[Task instructions]
**A.** In the passage on convergence sensors, how does the system tell which sensor is being activated? Answer in one to three sentences.
**B.** According to the passage on convergence sensors, how many sensors does a simple static convergence system need, and where are they placed?

Correction may be done with a single sensor or with an array of sensors for better correction over the entire screen. For a simple static convergence system, only one sensor is required at the center of the CRT screen. Dynamic convergence could be accomplished by using an array of sensors over the CRT face as indicated in FIGS. 5 and 5A. The sensors would be arrayed in a matrix and connected with very small wires so as not to be visible to the viewer. A selector system would step through the matrix and perform the convergence function for each gun at each point. In doing this, dynamic convergence, as well as raster distortion correction could be accomplished. By using seven bit counters, a total of 128 (27) possible landing positions in both the horizontal and vertical directions can be detected during one count sequence. The counter will roll over at the end of the 128th count if a reset pulse has not been received. The 128 line by 128 3.58 pulse area is large enough to minimize sensor ambiguity.
In an alternative multi-array system, the sensors could be located around the perimeter of the screen in the over-scanned area of the CRT. In either the matrix array or perimeter array, the position for each sensor would be stored in the microprocessor ROM. In this way, the system knows which sensor is being activated by counting sensor pulses after initialization reset.
The physical arrangement of the sensors may take many forms. As just mentioned, the sensors could be arranged about the perimeter of a CRT in the overscanned region. Obviously, in a projection television, an array of sensors could be located at least about part of the perimeter and on a part of the screen which is outside the viewing area. Moreover, one sensor could be used instead of many in combination with fiber optics as illustrated in FIG. 6.

[Data block]

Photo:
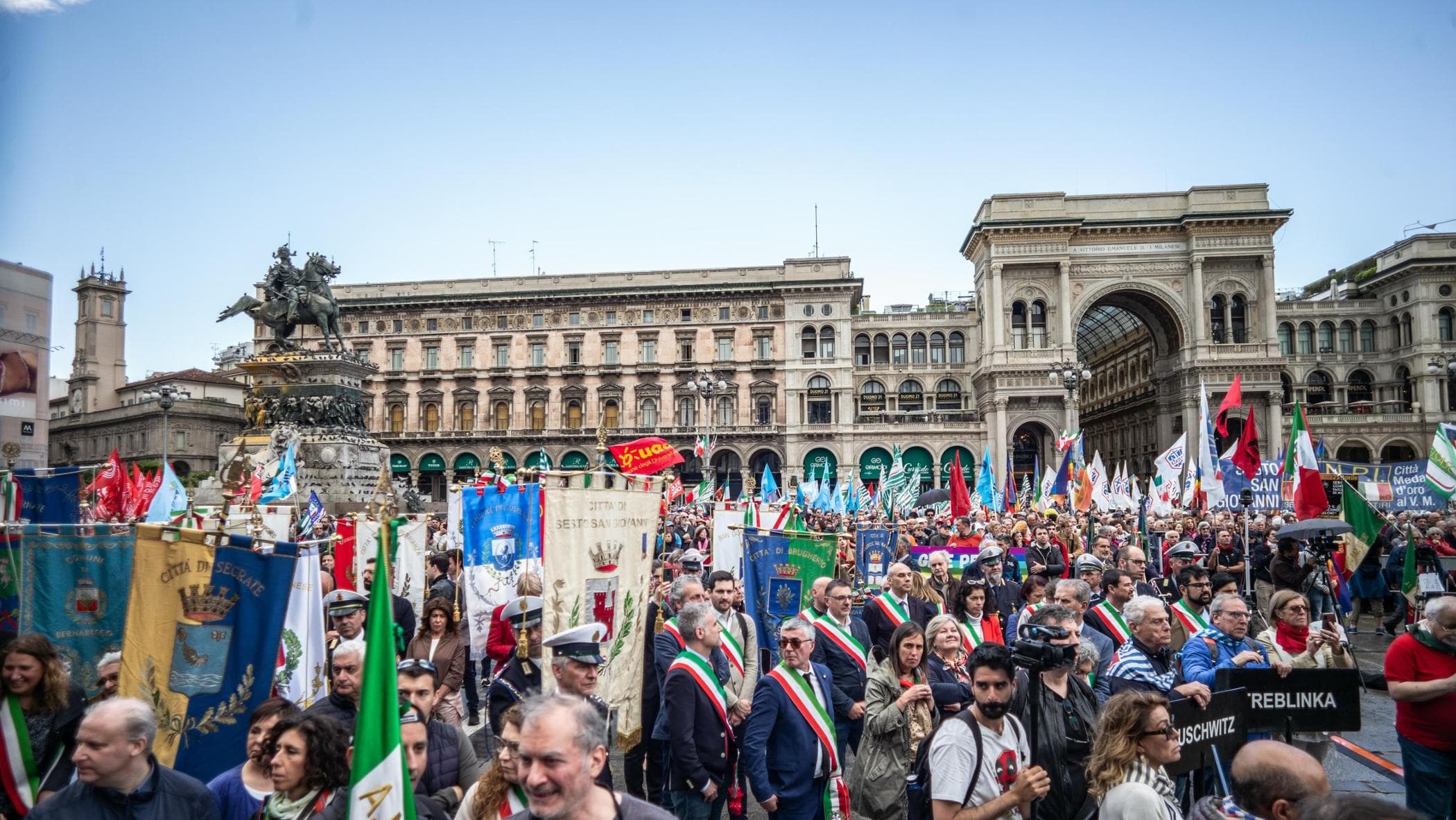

[Complete answers]
**A.** Each sensor's position is stored in the microprocessor ROM. The system identifies the activated sensor by counting sensor pulses after the initialization reset.

**B.** It needs one sensor, placed at the center of the CRT screen.